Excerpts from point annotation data
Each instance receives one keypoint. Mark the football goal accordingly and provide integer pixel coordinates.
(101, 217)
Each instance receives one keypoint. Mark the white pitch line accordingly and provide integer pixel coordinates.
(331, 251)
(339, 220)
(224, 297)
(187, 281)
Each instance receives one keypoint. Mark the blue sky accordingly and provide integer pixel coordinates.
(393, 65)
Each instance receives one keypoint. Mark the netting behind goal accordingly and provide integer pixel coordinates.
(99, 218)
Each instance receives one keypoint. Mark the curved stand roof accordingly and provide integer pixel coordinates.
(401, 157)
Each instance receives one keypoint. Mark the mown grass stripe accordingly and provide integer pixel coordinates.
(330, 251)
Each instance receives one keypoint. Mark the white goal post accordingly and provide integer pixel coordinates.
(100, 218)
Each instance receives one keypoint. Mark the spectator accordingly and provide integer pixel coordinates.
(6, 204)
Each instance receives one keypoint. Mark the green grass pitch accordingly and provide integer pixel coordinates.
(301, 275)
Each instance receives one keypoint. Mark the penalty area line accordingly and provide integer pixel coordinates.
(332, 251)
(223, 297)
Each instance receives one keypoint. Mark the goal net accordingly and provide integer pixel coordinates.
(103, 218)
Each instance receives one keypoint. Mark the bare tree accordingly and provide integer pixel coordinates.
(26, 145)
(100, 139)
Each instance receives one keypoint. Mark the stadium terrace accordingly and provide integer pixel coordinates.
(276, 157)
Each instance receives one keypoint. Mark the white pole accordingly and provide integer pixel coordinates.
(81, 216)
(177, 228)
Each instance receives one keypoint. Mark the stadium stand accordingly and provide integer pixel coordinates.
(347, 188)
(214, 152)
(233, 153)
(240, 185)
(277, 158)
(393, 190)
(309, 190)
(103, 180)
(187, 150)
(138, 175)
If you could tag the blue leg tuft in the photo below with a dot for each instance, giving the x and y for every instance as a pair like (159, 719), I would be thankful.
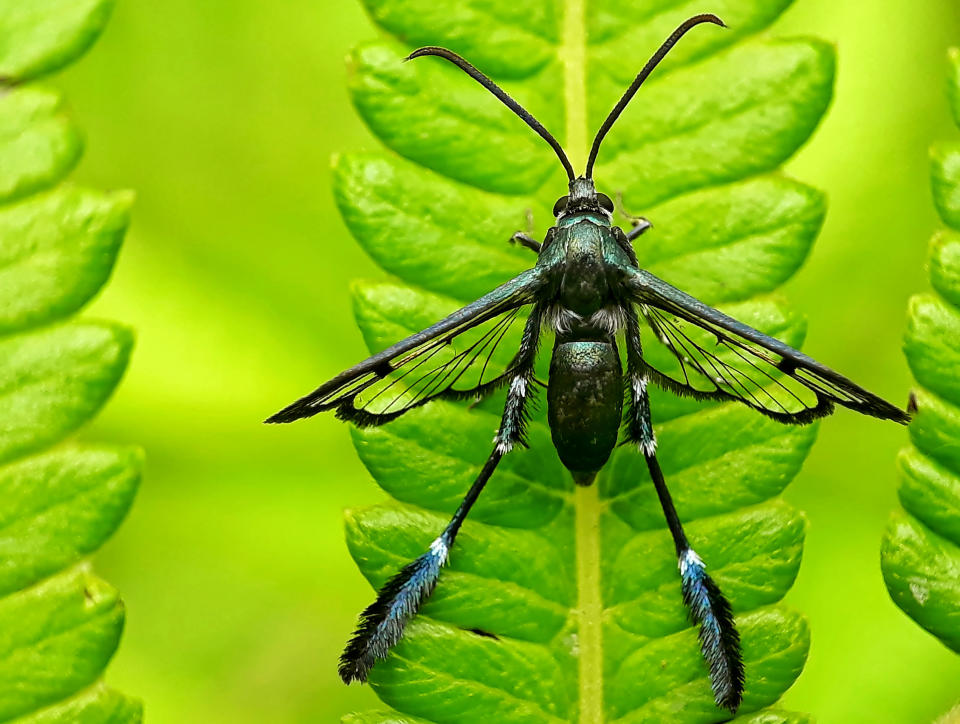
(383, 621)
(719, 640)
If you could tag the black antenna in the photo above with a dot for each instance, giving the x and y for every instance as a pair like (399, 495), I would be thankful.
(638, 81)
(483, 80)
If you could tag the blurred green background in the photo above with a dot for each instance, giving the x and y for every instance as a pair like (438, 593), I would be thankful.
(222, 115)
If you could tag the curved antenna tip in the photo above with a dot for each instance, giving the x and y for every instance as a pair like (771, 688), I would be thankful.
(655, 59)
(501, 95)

--

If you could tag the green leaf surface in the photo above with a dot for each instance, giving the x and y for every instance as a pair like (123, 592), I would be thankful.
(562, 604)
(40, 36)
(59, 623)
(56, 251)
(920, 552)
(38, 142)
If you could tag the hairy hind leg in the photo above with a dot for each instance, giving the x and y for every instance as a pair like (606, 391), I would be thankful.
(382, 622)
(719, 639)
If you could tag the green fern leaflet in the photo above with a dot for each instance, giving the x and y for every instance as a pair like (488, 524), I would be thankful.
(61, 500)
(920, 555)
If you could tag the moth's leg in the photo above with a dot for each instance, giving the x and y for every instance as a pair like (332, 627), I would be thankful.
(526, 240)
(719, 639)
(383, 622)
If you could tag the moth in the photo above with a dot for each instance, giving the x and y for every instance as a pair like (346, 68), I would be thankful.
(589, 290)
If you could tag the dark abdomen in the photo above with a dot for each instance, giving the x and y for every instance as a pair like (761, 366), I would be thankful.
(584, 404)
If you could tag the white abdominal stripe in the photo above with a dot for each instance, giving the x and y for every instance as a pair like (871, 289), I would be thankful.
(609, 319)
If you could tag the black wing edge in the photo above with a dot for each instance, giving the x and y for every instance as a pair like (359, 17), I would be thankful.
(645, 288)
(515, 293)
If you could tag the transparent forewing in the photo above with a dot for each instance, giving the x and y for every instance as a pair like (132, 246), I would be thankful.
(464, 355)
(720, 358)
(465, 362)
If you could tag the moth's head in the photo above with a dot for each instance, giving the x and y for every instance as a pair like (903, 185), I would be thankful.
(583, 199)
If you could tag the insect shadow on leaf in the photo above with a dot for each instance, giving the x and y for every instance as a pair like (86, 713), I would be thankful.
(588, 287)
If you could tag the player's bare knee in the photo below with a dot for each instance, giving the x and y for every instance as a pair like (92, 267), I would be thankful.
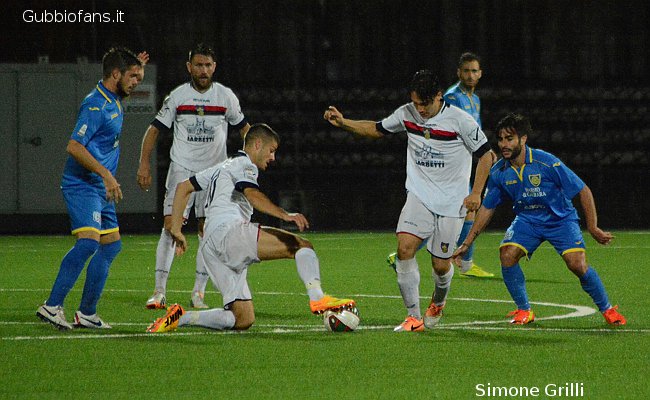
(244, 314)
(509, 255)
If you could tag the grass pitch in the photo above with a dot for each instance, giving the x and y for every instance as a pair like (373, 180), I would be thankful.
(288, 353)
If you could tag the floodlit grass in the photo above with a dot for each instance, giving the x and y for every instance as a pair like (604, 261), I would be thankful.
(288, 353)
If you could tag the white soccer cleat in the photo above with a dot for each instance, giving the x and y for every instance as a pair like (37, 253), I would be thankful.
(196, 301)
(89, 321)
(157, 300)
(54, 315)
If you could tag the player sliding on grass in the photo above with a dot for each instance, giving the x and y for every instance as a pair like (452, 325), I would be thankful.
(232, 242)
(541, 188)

*Instructions for the task*.
Report every line of the material above that contains the word "blue", treating uppercase and lowercase as different.

*Written answer*.
Each instance receives one keypoint. Mark the blue sky accordingly and provide integer pixel coordinates.
If you could tag the blue leg tuft in the photo below with a dot for each instance, giving the x and y for every instance as a pair like (159, 719), I would be thankful.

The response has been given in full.